Supplied text:
Generalizable Deepfake Detection with Phase-Based Motion Analysis

Authors: Ekta Prashnani, Michael Goebel, B. S. Manjunath

Published: 2022-11-17 06:28:01+00:00

AI Summary

PhaseForensics, a deepfake video detection method, uses a phase-based motion representation of facial temporal dynamics to improve cross-dataset generalization and robustness to distortions and adversarial attacks. It leverages temporal phase variations in face sub-regions, providing a robust motion estimate less susceptible to cross-dataset variations and adversarial perturbations.

Abstract

We propose PhaseForensics, a DeepFake (DF) video detection method that leverages a phase-based motion representation of facial temporal dynamics. Existing methods relying on temporal inconsistencies for DF detection present many advantages over the typical frame-based methods. However, they still show limited cross-dataset generalization and robustness to common distortions. These shortcomings are partially due to error-prone motion estimation and landmark tracking, or the susceptibility of the pixel intensity-based features to spatial distortions and the cross-dataset domain shifts. Our key insight to overcome these issues is to leverage the temporal phase variations in the band-pass components of the Complex Steerable Pyramid on face sub-regions. This not only enables a robust estimate of the temporal dynamics in these regions, but is also less prone to cross-dataset variations. Furthermore, the band-pass filters used to compute the local per-frame phase form an effective defense against the perturbations commonly seen in gradient-based adversarial attacks. Overall, with PhaseForensics, we show improved distortion and adversarial robustness, and state-of-the-art cross-dataset generalization, with 91.2% video-level AUC on the challenging CelebDFv2 (a recent state-of-the-art compares at 86.9%).


Key findings
PhaseForensics achieves state-of-the-art cross-dataset generalization, reaching 91.2% video-level AUC on CelebDFv2. It also demonstrates improved robustness to spatial distortions and adversarial attacks compared to existing methods, particularly benefiting from the use of phase-based features instead of pixel intensities.
Approach
PhaseForensics extracts phase variations from band-pass components of a Complex Steerable Pyramid (CSP) applied to face sub-regions (e.g., lips). These spatio-temporally filtered phase features are then fed into a ResNet-18 feature extractor and a multi-scale temporal convolutional network for deepfake classification.
Datasets
FaceForensics++, CelebDFv2, DFDC, VideoForensicsHQ, DeeperForensics, FaceShifter, Lip Reading in the Wild (LRW), EVE
Model(s)
ResNet-18, Multi-scale Temporal Convolutional Network (MSTCN), Complex Steerable Pyramid (CSP)
Author countries
USA

Collected data:
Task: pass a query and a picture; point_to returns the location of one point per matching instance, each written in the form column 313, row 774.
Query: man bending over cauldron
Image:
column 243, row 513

Set tasks:
- a) Rewrite the PhaseForensics page from "Published: 2022-11-17 06:28:01+00:00" to "and adversarial perturbations.", putting "facial sub-regions" in place of "face sub-regions".
- b) According to the PhaseForensics page, what video-level AUC does the method reach on CelebDFv2?

Expected results:
- a)
Published: 2022-11-17 06:28:01+00:00

AI Summary

PhaseForensics, a deepfake video detection method, uses a phase-based motion representation of facial temporal dynamics to improve cross-dataset generalization and robustness to distortions and adversarial attacks. It leverages temporal phase variations in facial sub-regions, providing a robust motion estimate less susceptible to cross-dataset variations and adversarial perturbations.

- b) 91.2%